(The data Opens)

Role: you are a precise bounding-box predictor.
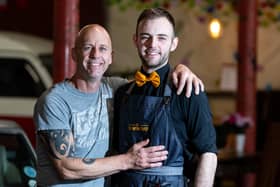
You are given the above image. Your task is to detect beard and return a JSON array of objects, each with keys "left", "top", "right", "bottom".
[{"left": 138, "top": 51, "right": 169, "bottom": 71}]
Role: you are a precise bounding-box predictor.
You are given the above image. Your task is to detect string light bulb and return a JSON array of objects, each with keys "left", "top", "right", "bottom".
[{"left": 209, "top": 18, "right": 222, "bottom": 39}]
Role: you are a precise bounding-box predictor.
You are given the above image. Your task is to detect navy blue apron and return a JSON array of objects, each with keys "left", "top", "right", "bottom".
[{"left": 117, "top": 82, "right": 187, "bottom": 187}]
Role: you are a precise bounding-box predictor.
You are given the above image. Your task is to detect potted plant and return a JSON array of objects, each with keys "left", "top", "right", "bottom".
[{"left": 221, "top": 113, "right": 253, "bottom": 155}]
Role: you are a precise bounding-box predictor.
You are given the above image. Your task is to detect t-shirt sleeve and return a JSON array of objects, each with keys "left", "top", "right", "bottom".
[
  {"left": 182, "top": 92, "right": 218, "bottom": 155},
  {"left": 34, "top": 93, "right": 70, "bottom": 131}
]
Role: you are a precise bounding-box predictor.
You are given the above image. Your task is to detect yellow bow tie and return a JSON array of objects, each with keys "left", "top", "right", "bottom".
[{"left": 134, "top": 71, "right": 160, "bottom": 88}]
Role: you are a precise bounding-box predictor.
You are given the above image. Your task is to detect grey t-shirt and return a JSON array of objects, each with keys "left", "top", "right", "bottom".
[{"left": 34, "top": 77, "right": 127, "bottom": 187}]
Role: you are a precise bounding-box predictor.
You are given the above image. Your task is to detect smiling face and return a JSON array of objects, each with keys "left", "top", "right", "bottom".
[
  {"left": 72, "top": 25, "right": 112, "bottom": 81},
  {"left": 134, "top": 17, "right": 178, "bottom": 73}
]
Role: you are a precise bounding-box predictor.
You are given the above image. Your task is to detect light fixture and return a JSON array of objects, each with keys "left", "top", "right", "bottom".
[{"left": 209, "top": 18, "right": 222, "bottom": 39}]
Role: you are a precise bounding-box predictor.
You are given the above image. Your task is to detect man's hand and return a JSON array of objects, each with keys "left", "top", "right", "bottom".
[
  {"left": 125, "top": 139, "right": 168, "bottom": 170},
  {"left": 172, "top": 64, "right": 204, "bottom": 97}
]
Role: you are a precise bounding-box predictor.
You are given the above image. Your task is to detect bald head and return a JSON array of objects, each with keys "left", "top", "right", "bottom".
[
  {"left": 74, "top": 24, "right": 112, "bottom": 50},
  {"left": 71, "top": 24, "right": 113, "bottom": 82}
]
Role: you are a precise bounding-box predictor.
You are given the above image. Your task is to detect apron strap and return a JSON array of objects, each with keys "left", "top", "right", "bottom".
[
  {"left": 163, "top": 84, "right": 171, "bottom": 105},
  {"left": 126, "top": 82, "right": 136, "bottom": 94}
]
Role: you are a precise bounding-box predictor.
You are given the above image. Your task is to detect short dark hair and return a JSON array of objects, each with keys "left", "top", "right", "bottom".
[{"left": 136, "top": 7, "right": 176, "bottom": 35}]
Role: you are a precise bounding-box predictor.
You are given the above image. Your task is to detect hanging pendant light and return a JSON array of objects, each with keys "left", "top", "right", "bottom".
[{"left": 209, "top": 18, "right": 222, "bottom": 39}]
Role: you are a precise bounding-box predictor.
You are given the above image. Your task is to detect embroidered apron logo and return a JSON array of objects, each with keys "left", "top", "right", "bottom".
[{"left": 128, "top": 123, "right": 149, "bottom": 132}]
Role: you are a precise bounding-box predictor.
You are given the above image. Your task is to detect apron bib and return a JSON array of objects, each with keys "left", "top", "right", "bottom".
[{"left": 117, "top": 83, "right": 187, "bottom": 187}]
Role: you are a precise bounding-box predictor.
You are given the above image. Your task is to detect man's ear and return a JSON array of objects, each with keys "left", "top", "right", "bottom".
[
  {"left": 109, "top": 50, "right": 114, "bottom": 65},
  {"left": 133, "top": 34, "right": 137, "bottom": 47},
  {"left": 170, "top": 37, "right": 179, "bottom": 52},
  {"left": 71, "top": 48, "right": 77, "bottom": 62}
]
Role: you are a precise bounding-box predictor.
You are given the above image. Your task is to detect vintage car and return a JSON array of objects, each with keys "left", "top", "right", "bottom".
[
  {"left": 0, "top": 120, "right": 37, "bottom": 187},
  {"left": 0, "top": 31, "right": 53, "bottom": 145}
]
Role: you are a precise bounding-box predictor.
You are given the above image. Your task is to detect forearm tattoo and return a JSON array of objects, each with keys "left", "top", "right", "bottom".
[
  {"left": 39, "top": 130, "right": 74, "bottom": 159},
  {"left": 82, "top": 158, "right": 96, "bottom": 164}
]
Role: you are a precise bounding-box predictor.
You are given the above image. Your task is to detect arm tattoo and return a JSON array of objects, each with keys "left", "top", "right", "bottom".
[
  {"left": 82, "top": 158, "right": 96, "bottom": 164},
  {"left": 39, "top": 130, "right": 74, "bottom": 159}
]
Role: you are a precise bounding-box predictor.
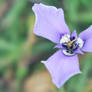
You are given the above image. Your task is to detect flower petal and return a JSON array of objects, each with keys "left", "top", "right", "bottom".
[
  {"left": 72, "top": 30, "right": 77, "bottom": 37},
  {"left": 82, "top": 38, "right": 92, "bottom": 52},
  {"left": 54, "top": 44, "right": 62, "bottom": 49},
  {"left": 41, "top": 50, "right": 81, "bottom": 88},
  {"left": 32, "top": 3, "right": 70, "bottom": 43},
  {"left": 79, "top": 25, "right": 92, "bottom": 40},
  {"left": 74, "top": 48, "right": 84, "bottom": 54}
]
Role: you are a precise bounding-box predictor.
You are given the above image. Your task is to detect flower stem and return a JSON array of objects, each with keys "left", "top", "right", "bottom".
[{"left": 58, "top": 87, "right": 65, "bottom": 92}]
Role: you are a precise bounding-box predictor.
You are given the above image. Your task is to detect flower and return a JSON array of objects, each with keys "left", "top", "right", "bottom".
[{"left": 32, "top": 3, "right": 92, "bottom": 88}]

(The data Closes)

■ Exercise aim
Repeat the data above word for word, without pictures.

■ Answer to this task
Role: you are a precise bounding-box predictor.
You are given the above image. Your task is to detect beard and return a JSON array of objects, each with keys "left", "top", "right", "bottom".
[{"left": 138, "top": 51, "right": 169, "bottom": 71}]
Role: you are a precise bounding-box predictor.
You are given the above image. Your task is to detect string light bulb and return a JSON array of objects, each with keys "left", "top", "right", "bottom".
[{"left": 209, "top": 18, "right": 222, "bottom": 39}]
Role: you are a precise bounding-box predictor.
You are given the above image. Your task is to detect navy blue apron and return a JSON array of objects, each with keys "left", "top", "right", "bottom".
[{"left": 117, "top": 82, "right": 187, "bottom": 187}]
Role: you are a precise bounding-box predictor.
You are given the above image. Your task is to detect potted plant and return a JSON array of objects, each with keys "left", "top", "right", "bottom".
[{"left": 221, "top": 113, "right": 253, "bottom": 155}]
Role: you are a precise bounding-box predictor.
You are given the above image. Your task is to detect t-shirt sleeve and return a JSON array of objects, each with keys "left", "top", "right", "bottom".
[
  {"left": 182, "top": 92, "right": 218, "bottom": 155},
  {"left": 34, "top": 93, "right": 70, "bottom": 131}
]
Role: you are a precise bounding-box predictor.
You are given the above image. Your task is to detect yellow bow tie and return a JSON array of objects, each with keys "left", "top", "right", "bottom".
[{"left": 134, "top": 71, "right": 160, "bottom": 88}]
Role: you are a precise bounding-box predictor.
You are given the above image. Your task is to detect grey t-shirt and return a JSON array of objects, each with keys "left", "top", "right", "bottom".
[{"left": 34, "top": 77, "right": 127, "bottom": 187}]
Role: you are a precise bounding-box predictor.
You are given the above image. Your task is to detect smiling face and return a JSON array of objects, each with keys "left", "top", "right", "bottom".
[
  {"left": 72, "top": 25, "right": 112, "bottom": 81},
  {"left": 134, "top": 17, "right": 178, "bottom": 73}
]
Role: you are a precise bounding-box predictor.
You are given the above image. Your task is to detect light fixture and return a JSON array of objects, each with keys "left", "top", "right", "bottom".
[{"left": 209, "top": 18, "right": 222, "bottom": 39}]
Role: you are a precise bounding-box predictor.
You are given the above image. Your task is to detect man's hand and return a JSON array of objects, each with keys "left", "top", "right", "bottom".
[
  {"left": 125, "top": 139, "right": 168, "bottom": 170},
  {"left": 172, "top": 64, "right": 204, "bottom": 97}
]
Role: you are a precise bounding-box predictor.
You are given the above image. Your task is to detect bald head and return a JSON array of objects, each with keys "left", "top", "right", "bottom".
[
  {"left": 74, "top": 24, "right": 112, "bottom": 50},
  {"left": 71, "top": 24, "right": 113, "bottom": 82}
]
Role: you are a precise bounding-box predictor.
You are given the above image. Your task is to detect apron strap and return a JSON array of objects, each with keys "left", "top", "right", "bottom".
[
  {"left": 163, "top": 84, "right": 171, "bottom": 105},
  {"left": 126, "top": 82, "right": 136, "bottom": 94}
]
Role: you are a precise bounding-box predictor.
You are given the above image. Your task is to detect short dark hair and return a JSON array of objects, each with keys "left", "top", "right", "bottom".
[{"left": 136, "top": 7, "right": 176, "bottom": 35}]
Role: you are a precise bounding-box predictor.
You are given the above image. Your task is to detect hanging pendant light and return a JSON array of objects, each with keys "left", "top", "right", "bottom".
[{"left": 209, "top": 18, "right": 222, "bottom": 39}]
Role: you are a precise bounding-box predictor.
You are given the above image. Your task is to detect embroidered apron logo and return a JSON array of objects, each with keys "left", "top", "right", "bottom".
[{"left": 128, "top": 123, "right": 149, "bottom": 132}]
Role: you are a precise bounding-box predictor.
You are given the above image. Your task is to detect apron bib and return a JSON array of objects, each with keys "left", "top", "right", "bottom".
[{"left": 117, "top": 83, "right": 187, "bottom": 187}]
Role: you are a precise bounding-box predictor.
You are given the above image. Your task is to detect man's ear and return a JSON array of objects, each with keys "left", "top", "right", "bottom".
[
  {"left": 109, "top": 50, "right": 114, "bottom": 65},
  {"left": 133, "top": 34, "right": 137, "bottom": 47},
  {"left": 170, "top": 37, "right": 179, "bottom": 52},
  {"left": 71, "top": 48, "right": 77, "bottom": 62}
]
Role: you are a precise bounding-box predictor.
You are given the above image. Your task is to detect vintage car and return a JSON array of objects, each with keys "left", "top", "right", "bottom".
[
  {"left": 0, "top": 120, "right": 37, "bottom": 187},
  {"left": 0, "top": 31, "right": 53, "bottom": 145}
]
Role: you are a precise bounding-box predictor.
You are given the above image. Your task is to detect forearm tattoo and return a JSON array of objects, each with keys "left", "top", "right", "bottom".
[
  {"left": 39, "top": 130, "right": 74, "bottom": 159},
  {"left": 82, "top": 158, "right": 96, "bottom": 164}
]
Role: you are a precise bounding-box predictor.
You are given the above image. Your task is to detect arm tattoo and return a JSON array of objects, each with keys "left", "top", "right", "bottom".
[
  {"left": 82, "top": 158, "right": 96, "bottom": 164},
  {"left": 39, "top": 130, "right": 74, "bottom": 159}
]
Role: you are a precise bounding-box predictor.
You are given the above image. Your task is to detect flower petal and return a JSON array of objects, each with keys "left", "top", "right", "bottom".
[
  {"left": 72, "top": 30, "right": 77, "bottom": 37},
  {"left": 82, "top": 38, "right": 92, "bottom": 52},
  {"left": 54, "top": 44, "right": 62, "bottom": 49},
  {"left": 41, "top": 50, "right": 81, "bottom": 88},
  {"left": 32, "top": 3, "right": 70, "bottom": 43},
  {"left": 79, "top": 25, "right": 92, "bottom": 40},
  {"left": 74, "top": 48, "right": 84, "bottom": 54}
]
Role: you are a precise bounding-box predictor.
You are given the above image. Your task is to detect flower stem and return a JSON array of objects, each with keys "left", "top", "right", "bottom".
[{"left": 58, "top": 87, "right": 65, "bottom": 92}]
Role: you are a precise bounding-box predictor.
You are given the above image. Your task is to detect flower and return a JSON array of objects, each with keys "left", "top", "right", "bottom".
[{"left": 32, "top": 3, "right": 92, "bottom": 88}]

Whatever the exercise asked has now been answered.